* [DATA SUPPLIED]:

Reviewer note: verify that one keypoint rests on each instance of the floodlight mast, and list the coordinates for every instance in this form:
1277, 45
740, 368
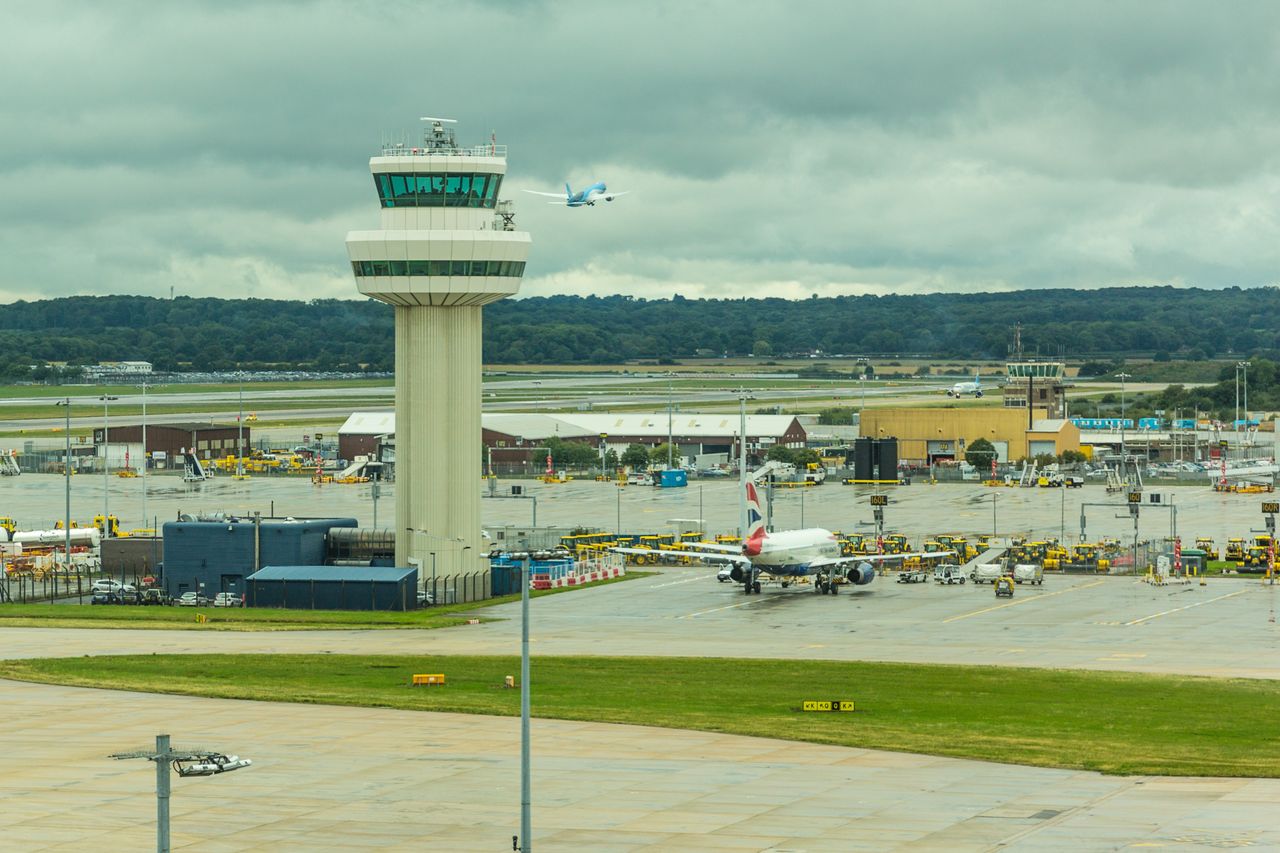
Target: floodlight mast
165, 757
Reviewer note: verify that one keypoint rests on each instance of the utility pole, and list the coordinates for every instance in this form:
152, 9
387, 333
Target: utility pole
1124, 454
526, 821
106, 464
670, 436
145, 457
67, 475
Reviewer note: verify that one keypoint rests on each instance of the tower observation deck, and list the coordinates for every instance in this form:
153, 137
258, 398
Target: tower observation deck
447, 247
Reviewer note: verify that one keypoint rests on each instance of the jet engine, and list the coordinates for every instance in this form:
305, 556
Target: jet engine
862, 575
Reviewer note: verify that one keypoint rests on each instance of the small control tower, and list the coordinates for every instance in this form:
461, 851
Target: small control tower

* [WHAT YOU ARE ASKED TO DO]: Which of the lines in the data contain the string "rests"? Return each one.

* [EXERCISE OUTPUT]:
Reviewer note: verify that one keypoint rests on each instance of the floodlight mast, and list the coordinates for every instance in this form:
Reviewer note: verify that one keypoint rests on each instance of the utility pole, and list the coordinates for every instance in this form:
Reviewer note: verify that one keypoint rests on each instance of the tower observation deck, and list the coordinates for every instance in this form:
Reviewer note: verify that one keypoint rests on each instance of the jet engine, and list the coordinates for every instance in this form:
Reviewer note: verify that one keypoint rests on each instance of the small control tower, and list the coordinates for every instance in this form:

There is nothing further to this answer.